— START OF GIVEN PASSAGE —

The Joy Unspeakable

I was born a Black woman, and live my life as a Black woman.

There was a time when Underworld was poppin’ and I wanted to reincarnated as Selene (Kate Beckinsale), but that is the only time I wanted to be a White woman. But, as we all know (sadly) Selene isn’t real. Besides, the Underworld franchise was written by a Black man. But let’s move on, shall we?

I remember the time that I wanted to a Latina girl, because at certain clubs with my hair rule straight with my pretty brown face, I was either Cuban or Dominican. Weird.

The road to me loving all of me as a Black woman was bumpy. It was long. And it was…tough! There are things that I had to confront as a woman, and a Black woman, in order to love me before I could let anyone else me.

1.) I had to realize that I am fine…no matter what people thought. I decided to love myself, scars, faults, mistakes, everything. I had to in order to move past what the world thought of me.

2.) I am beautiful…without makeup. My nickname in my twenties was ‘Glamour Girl’. My face was always beat, hair always done, nails and feet. To the point that I didn’t ‘feel’ pretty without this. I had to learn that the girl under the makeup is beautiful…it took me having kids, and reaching my 30s for that. WHEW.

— END OF GIVEN PASSAGE —
— START OF RECORD LIST —

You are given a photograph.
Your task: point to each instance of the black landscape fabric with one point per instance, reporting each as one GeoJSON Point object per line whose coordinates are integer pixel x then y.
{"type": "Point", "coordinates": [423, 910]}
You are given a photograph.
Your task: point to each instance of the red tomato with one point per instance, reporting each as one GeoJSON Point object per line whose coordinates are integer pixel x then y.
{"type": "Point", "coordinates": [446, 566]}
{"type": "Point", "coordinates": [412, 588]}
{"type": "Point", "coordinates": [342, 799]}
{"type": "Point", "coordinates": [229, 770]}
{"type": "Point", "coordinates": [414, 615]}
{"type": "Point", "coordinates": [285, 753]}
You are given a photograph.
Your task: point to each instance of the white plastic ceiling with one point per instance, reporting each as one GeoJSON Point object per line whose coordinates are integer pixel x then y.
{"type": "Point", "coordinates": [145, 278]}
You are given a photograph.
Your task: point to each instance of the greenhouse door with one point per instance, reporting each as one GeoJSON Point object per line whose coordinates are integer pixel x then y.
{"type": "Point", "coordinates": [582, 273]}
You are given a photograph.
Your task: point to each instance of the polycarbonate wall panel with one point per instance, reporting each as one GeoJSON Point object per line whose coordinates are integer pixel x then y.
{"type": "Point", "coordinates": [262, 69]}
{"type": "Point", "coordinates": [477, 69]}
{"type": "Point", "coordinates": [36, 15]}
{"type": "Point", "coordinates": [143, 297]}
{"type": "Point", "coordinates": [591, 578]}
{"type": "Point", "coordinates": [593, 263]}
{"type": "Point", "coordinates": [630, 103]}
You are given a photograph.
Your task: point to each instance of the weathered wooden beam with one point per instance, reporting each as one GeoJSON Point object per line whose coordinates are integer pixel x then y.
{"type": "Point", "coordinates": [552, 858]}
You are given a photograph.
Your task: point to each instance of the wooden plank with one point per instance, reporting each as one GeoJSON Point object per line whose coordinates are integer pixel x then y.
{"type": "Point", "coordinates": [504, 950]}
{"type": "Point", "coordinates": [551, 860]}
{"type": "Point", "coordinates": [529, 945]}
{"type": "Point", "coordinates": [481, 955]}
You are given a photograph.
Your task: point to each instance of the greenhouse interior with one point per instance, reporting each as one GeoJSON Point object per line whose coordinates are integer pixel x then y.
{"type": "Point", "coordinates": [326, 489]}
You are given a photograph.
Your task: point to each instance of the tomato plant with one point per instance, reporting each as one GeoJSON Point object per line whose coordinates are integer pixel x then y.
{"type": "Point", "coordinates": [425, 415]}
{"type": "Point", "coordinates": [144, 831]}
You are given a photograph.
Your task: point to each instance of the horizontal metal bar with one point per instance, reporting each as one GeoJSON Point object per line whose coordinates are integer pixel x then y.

— END OF RECORD LIST —

→ **PROBLEMS TO SOLVE**:
a) Print everything in the self-love essay from "I remember the" down to "or Dominican. Weird.", word for word.
b) Carry on the self-love essay from the point where it stops.

→ **FINAL ANSWERS**:
a)
I remember the time that I wanted to a Latina girl, because at certain clubs with my hair rule straight with my pretty brown face, I was either Cuban or Dominican. Weird.

b)
3.) I am good enough. I still struggle with this, I won’t lie. I have an idea for my life, and can be single-minded towards getting there. And when I miss it? I beat myself up a little. A lot, really. But I am learning to celebrate the little things. Because that chick in the mirror–she works really hard.

In the close of my 40th year, going into my 41st year, I am in a space where I am finding and holding on to joy. And the joy of a Black woman, a healing Black woman, hits different! It allows me to move in and out of places, saying what I said, and love me.

Truly, love me.

That’s the flex, Torches! When you accept you? When you love you? When you do the WORK to love you? That is an unstoppable flex.

Black Girl Magic, indeed.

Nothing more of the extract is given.